**Task requirements:**
1) Answer these questions from the Renew article:
(a) What price did the group agree to pay for QTS?
(b) In what month and year did the group complete its purchase of Giffen?
(c) By what percentage has the Department for Transport proposed to increase total Network Rail spending over the new five-year period?
2) Repeat the passage of the Renew article from "Recent results challenged" to "prove a canny recent acquisition.", word for word.
3) Which bull points does the Renew article list?

____ Reading text

Engineering services group Renew (RNWH) boasts some classic attractions as an investment based on the specialised and non-discretionary nature of its work. Recently, though, it has been a struggle for investors to focus on the positive. The many challenges the group has faced have obscured the long-term opportunity and left the shares trading at a bargain valuation.

IC TIP: Buy at 390p
Tip style
Value
Risk rating
Medium
Timescale
Medium Term
Bull points

Low rating
Improved margins
Analyst upgrades
Imminent increase in rail spending

Bear points

Recent results challenged
Slow payments

About four-fifths of Renew’s revenue and 90 per cent of profit comes from its engineering services division, which works across the UK’s large infrastructure networks such as rail, water and nuclear. Given the national importance and advanced age of such assets, spending on maintenance and improvements is necessarily high and is largely dictated by regulators. The complex nature of much of this work makes it difficult for new players to enter the market, and the work on offer appears to be growing. In the six months to March, the engineering services order book rose a hearty 9 per cent, and orders should be boosted further by what should prove a canny recent acquisition.

In May this year, the group announced the £80m acquisition of QTS, a specialist rail contractor based in Scotland, funded by a £45m share placing at 355p plus debt. The group completed a similar purchase of another rail specialist, Giffen, in November 2016. Both QTS and Giffen are longstanding providers to Network Rail and, in Giffen's case, London Underground. Since the Giffen acquisition, Renew has successfully cross-sold services to its customers from its existing Amco business, providing a blueprint for the integration of QTS, which will expand Renew's geographic footprint.

However, the recent acquisitions are of most significance due to their timing, which is ahead of a new five-year Network Rail spending cycle that starts next April. The Department for Transport has proposed a 17 per cent increase in total spending over the period, to £47.9bn, and a focus on maintenance spending means broker Numis estimates that Renew's markets will expand by 25 per cent. That suggests the 9 per cent upgrade the broker made to its 2019 EPS forecasts following the announcement of the QTS deal may be just the beginning of an upgrade cycle.

________
____ Dataset excerpt

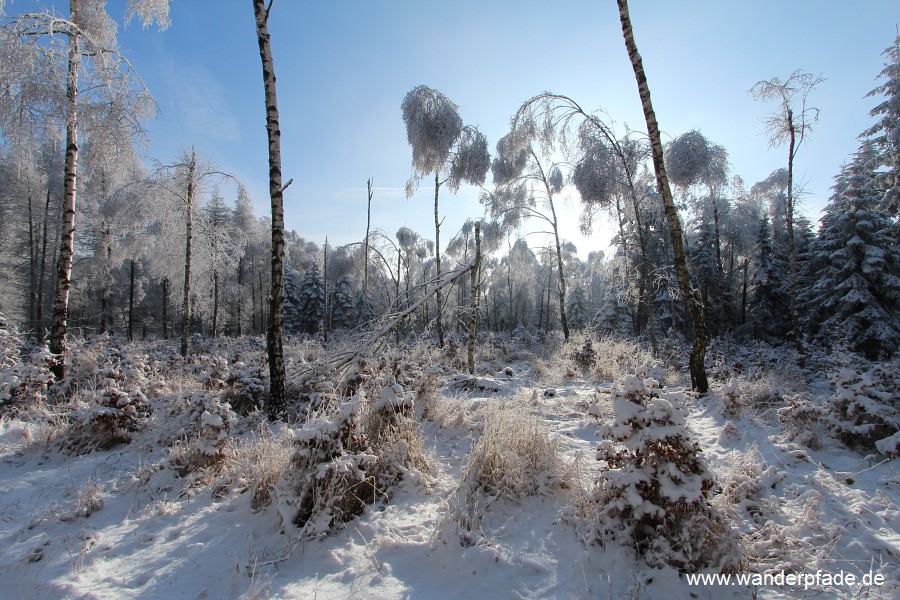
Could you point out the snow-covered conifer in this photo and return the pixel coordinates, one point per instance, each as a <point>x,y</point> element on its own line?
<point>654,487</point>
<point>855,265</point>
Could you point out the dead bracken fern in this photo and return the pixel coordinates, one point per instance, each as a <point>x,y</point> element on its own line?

________

**Expected responses:**
1)
(a) £80m
(b) November 2016
(c) 17 per cent

2)
Recent results challenged
Slow payments

About four-fifths of Renew’s revenue and 90 per cent of profit comes from its engineering services division, which works across the UK’s large infrastructure networks such as rail, water and nuclear. Given the national importance and advanced age of such assets, spending on maintenance and improvements is necessarily high and is largely dictated by regulators. The complex nature of much of this work makes it difficult for new players to enter the market, and the work on offer appears to be growing. In the six months to March, the engineering services order book rose a hearty 9 per cent, and orders should be boosted further by what should prove a canny recent acquisition.

3)
- Low rating
- Improved margins
- Analyst upgrades
- Imminent increase in rail spending